--- BEGIN ---

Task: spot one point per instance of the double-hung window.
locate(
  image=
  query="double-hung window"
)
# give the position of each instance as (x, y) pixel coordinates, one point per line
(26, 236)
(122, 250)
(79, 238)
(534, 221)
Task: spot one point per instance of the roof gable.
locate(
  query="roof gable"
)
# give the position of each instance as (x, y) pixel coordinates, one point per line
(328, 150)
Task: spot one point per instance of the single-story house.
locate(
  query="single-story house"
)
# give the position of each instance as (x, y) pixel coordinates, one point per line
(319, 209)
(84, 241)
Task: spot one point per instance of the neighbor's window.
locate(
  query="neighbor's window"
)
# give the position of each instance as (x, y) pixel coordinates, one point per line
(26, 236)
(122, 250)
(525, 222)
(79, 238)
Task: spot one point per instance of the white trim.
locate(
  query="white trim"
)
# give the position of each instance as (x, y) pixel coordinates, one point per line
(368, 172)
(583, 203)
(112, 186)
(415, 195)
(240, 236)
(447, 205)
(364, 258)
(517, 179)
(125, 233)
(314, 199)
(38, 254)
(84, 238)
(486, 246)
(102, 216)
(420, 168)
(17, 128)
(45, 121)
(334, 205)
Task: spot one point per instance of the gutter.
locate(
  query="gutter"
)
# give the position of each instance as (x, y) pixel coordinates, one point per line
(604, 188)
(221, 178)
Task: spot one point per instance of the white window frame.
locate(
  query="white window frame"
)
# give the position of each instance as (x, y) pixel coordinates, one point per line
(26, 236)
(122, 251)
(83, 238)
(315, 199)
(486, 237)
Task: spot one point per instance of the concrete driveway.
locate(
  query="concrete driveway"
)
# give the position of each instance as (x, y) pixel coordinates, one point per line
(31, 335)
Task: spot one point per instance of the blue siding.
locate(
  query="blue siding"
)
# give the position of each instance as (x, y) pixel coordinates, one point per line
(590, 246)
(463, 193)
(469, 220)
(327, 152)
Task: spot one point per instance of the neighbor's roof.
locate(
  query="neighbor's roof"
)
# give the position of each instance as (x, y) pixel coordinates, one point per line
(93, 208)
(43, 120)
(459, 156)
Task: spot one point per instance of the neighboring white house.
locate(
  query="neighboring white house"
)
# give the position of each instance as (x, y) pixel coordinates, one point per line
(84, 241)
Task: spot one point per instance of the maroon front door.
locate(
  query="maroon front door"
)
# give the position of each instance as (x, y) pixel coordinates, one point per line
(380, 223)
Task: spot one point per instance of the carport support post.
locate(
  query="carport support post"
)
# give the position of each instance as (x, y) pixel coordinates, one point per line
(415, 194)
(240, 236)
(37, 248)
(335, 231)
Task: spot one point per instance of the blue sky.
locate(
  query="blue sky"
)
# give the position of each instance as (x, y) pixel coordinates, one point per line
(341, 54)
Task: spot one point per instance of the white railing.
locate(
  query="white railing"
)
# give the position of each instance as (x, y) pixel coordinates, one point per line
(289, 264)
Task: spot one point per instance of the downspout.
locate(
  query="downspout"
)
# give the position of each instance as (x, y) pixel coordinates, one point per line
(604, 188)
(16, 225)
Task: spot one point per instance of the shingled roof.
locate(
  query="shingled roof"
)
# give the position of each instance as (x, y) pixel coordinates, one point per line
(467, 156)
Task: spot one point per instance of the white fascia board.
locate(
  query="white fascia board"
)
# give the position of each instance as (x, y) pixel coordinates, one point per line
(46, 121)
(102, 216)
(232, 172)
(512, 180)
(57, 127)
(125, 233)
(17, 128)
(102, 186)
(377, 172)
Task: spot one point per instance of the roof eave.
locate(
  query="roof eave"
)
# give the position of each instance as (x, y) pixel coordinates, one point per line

--- END ---

Each line from the one with "Task: spot one point per instance of the shingled" through the last line of the records must be written out word for word. Include nothing else.

Task: spot one point per instance of the shingled roof.
locate(
  query="shingled roof"
)
# give the position of each instance as (x, y) pixel coordinates, one point per line
(467, 156)
Task: spot one point per instance of the white fascia board.
locate(
  query="white fascia board"
)
# give the position of each instance as (x, y) pixel coordinates, one point per line
(46, 121)
(102, 216)
(232, 172)
(512, 180)
(57, 127)
(125, 233)
(17, 128)
(102, 186)
(377, 172)
Task: spot one point per instance of the roof eave.
locate(
  query="roof eave"
)
# give the position of each instance as (x, y) pixel coordinates, one point per line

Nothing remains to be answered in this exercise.